PROVIDED TEXT:
These are a band of heroes that ignited a rebellion, Keyleth was totally playing to what her character should be and I am 100% behind Marisha's choice.
Do you know how many giants they'd have to face and an army of undead making their way to the group? Are you serious? Vox Machina would've been screwed. This isn't a video game where you control how you play. The entire game of DND is ruled by chance of the dice and realistically no one is invincible in this cast of characters. What's baffling is you seem to ignore this quality based on this one episode and completely forget the other ones where half the crew nearly died from powerful monsters. Not to mention Vex and Vax and Grog aren't able to do everything just because they're phsycial based. Use your head for a change.
Keyleth: Let's help the citizens
Everyone else: no
Keyleth: We need to help the citizens
Everyone else: no
Keyleth: We really should help them
Everyone else: We're going to rest
Keyleth: Now that we're rested lets go help the citizens
Everyone else: Let's go to the tree
Chat: Keyleth is so stupid why does she want to go to the tree instead of the citizens
First off, they didn't rest. Keyleth nagged so much they went out anyway with no spells.
Secondly, when they did get there, instead of helping the citizens, Keyleth messed with a tree while they died. Then when they tried to run, she climbed a tree and shot ice at some skeletons for basically no damage.
Remember. Keyleth killed a child.
@@toreyjones5715 They took a short rest, and it wasn't her idea to go investigate the tree.
@@daniellucas5522 Not to mention the fact that she took out about a third of the army with her ice storm. The rest would've been much easier to pick, had they chosen to, especially with Call Lightning still up (but with their usual frontal assault tactics, they were likely better not). They could have been able to take them all if Tiberius was there for some Blasting spells :P
They were going to have to fight a 100+ army of the undead, not mention that there would also be zombie giants and possibly vampires. Their spell-casters were basically all out of spells (aka no AOE damage) so they were only left with single target attacks. They would quickly be over-run and probably die. So yeah it does suck that the citizens died, but Vox Machina had already done a lot and there's no reason for them to die right there.
Keyleth: "Lets get back out there and take down some giants! What do you guys say?"
Scanlan: "I admire this fire in your eyes but... that's so stupid"
I'm only sad that everyone didnt CHEER Aloud and stand up clapping thier hands when he said that...
Rupti Doolooroodoo This was one of the worst (decision making) episodes I've seen so far. Keyleth is insistent they help the citizens, presented with a chance, "let's all inspect this tree right now while the giant kills everyone".

GIVEN PROBLEM:
Can you copy out the comment thread starting at "Secondly, when they" and ending at "basically no damage.", renaming "skeletons" to "zombies" throughout? The entries that come next have no connection to the comment thread.

STORED DATA:
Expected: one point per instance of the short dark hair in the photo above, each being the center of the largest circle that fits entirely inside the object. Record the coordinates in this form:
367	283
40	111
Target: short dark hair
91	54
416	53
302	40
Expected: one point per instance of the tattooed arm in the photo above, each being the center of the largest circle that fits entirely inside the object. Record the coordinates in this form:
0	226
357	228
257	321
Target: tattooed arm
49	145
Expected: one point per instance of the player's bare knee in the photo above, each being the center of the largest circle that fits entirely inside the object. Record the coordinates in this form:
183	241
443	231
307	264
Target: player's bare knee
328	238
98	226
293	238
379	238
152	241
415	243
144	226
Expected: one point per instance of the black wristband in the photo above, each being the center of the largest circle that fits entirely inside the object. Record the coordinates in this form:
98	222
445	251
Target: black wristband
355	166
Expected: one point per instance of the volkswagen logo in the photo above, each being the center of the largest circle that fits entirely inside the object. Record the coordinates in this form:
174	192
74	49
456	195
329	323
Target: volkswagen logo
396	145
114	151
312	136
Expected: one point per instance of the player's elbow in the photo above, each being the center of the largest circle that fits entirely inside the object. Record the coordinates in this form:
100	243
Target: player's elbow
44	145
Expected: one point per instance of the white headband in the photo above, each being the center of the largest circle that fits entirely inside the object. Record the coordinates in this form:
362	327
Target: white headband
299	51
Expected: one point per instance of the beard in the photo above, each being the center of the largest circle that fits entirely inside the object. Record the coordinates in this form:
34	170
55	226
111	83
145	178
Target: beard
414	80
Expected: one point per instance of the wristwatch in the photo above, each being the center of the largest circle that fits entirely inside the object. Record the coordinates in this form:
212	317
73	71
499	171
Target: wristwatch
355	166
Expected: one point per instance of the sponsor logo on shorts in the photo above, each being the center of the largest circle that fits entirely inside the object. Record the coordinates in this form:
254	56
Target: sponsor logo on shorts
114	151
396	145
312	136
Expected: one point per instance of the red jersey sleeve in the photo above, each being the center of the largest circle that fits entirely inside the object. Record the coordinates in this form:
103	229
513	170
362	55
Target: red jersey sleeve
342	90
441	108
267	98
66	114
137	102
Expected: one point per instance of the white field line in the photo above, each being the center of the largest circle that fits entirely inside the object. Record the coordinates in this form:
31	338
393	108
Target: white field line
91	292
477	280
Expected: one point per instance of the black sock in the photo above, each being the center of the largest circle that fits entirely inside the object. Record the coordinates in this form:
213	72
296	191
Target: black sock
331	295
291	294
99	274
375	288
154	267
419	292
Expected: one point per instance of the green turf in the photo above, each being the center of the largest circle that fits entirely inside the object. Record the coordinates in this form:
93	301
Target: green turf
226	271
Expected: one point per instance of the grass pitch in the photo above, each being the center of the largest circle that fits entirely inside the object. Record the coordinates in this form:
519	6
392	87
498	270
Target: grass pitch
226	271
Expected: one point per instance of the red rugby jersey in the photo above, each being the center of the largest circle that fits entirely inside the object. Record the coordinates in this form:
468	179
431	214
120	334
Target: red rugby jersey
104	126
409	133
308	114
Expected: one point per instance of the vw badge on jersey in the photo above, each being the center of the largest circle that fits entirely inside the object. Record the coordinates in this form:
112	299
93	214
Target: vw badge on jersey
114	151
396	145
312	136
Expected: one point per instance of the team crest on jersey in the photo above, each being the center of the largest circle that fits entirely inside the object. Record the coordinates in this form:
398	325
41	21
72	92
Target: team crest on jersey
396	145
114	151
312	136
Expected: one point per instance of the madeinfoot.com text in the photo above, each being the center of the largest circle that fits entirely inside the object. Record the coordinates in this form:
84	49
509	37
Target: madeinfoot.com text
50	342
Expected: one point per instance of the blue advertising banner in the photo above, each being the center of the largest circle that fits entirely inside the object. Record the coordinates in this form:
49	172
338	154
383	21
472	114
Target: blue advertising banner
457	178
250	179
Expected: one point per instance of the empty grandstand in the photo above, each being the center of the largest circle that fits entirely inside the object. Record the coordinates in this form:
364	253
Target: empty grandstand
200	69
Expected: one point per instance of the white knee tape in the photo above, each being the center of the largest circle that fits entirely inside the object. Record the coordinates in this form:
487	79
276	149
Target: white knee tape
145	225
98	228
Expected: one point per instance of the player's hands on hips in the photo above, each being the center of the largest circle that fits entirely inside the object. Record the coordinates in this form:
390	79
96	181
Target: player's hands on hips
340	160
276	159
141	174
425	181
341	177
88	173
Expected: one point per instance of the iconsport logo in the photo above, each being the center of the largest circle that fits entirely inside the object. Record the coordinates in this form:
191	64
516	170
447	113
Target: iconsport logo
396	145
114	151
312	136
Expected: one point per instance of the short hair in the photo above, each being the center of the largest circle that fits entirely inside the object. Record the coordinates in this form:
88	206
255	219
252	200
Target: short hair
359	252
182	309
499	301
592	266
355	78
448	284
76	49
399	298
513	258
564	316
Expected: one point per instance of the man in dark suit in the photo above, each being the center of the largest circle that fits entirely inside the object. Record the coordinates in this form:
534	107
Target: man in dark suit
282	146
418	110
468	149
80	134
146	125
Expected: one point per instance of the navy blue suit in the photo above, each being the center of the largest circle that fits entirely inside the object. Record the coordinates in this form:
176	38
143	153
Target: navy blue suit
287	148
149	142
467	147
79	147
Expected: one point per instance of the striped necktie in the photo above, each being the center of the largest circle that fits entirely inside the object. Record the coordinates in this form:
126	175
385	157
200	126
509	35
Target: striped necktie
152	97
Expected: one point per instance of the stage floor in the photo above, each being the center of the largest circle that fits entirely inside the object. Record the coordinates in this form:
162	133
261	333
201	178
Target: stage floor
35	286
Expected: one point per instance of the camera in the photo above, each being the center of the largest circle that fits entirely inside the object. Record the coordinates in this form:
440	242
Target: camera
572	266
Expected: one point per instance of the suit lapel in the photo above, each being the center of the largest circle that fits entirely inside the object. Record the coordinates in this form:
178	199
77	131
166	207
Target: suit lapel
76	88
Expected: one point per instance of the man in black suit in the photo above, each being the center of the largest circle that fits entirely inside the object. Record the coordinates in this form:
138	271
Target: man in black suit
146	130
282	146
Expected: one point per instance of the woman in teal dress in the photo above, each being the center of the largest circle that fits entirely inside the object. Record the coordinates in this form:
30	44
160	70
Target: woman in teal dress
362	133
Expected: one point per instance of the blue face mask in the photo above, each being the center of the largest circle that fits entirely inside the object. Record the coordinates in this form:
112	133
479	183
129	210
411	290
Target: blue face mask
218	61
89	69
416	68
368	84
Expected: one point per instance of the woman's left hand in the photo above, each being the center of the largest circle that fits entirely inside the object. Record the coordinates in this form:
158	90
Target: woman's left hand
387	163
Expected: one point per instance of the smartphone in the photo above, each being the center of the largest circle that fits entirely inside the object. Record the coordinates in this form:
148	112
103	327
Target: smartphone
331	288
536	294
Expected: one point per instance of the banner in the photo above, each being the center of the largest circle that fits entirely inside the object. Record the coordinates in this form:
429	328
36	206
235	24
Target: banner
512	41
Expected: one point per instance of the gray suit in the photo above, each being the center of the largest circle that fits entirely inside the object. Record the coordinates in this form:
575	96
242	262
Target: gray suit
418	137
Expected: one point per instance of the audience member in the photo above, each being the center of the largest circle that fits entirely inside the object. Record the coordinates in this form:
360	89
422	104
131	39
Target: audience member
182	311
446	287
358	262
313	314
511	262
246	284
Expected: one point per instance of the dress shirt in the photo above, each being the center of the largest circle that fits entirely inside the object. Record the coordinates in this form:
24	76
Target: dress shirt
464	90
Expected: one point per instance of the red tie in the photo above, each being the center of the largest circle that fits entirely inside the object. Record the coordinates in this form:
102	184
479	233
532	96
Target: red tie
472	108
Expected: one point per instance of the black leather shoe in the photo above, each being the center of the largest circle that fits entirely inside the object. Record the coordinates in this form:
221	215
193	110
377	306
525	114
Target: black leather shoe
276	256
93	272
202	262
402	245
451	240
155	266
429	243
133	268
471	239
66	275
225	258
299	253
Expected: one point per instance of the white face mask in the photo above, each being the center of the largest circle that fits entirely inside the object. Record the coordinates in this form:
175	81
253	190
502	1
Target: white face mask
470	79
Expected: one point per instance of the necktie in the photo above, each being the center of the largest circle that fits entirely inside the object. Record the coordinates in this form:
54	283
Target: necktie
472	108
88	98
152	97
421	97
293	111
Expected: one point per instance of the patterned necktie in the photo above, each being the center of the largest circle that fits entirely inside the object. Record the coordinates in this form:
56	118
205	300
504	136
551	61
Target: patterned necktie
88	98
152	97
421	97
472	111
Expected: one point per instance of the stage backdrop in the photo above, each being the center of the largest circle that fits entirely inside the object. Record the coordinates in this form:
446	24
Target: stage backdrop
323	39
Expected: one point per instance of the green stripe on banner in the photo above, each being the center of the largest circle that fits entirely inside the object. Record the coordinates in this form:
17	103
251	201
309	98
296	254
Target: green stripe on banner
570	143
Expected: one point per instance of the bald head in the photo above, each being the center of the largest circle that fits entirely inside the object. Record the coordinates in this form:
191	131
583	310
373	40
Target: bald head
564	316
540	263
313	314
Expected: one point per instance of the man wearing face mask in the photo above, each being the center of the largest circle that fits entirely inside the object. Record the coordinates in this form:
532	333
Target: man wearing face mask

RESPONSE BELOW:
Secondly, when they did get there, instead of helping the citizens, Keyleth messed with a tree while they died. Then when they tried to run, she climbed a tree and shot ice at some zombies for basically no damage.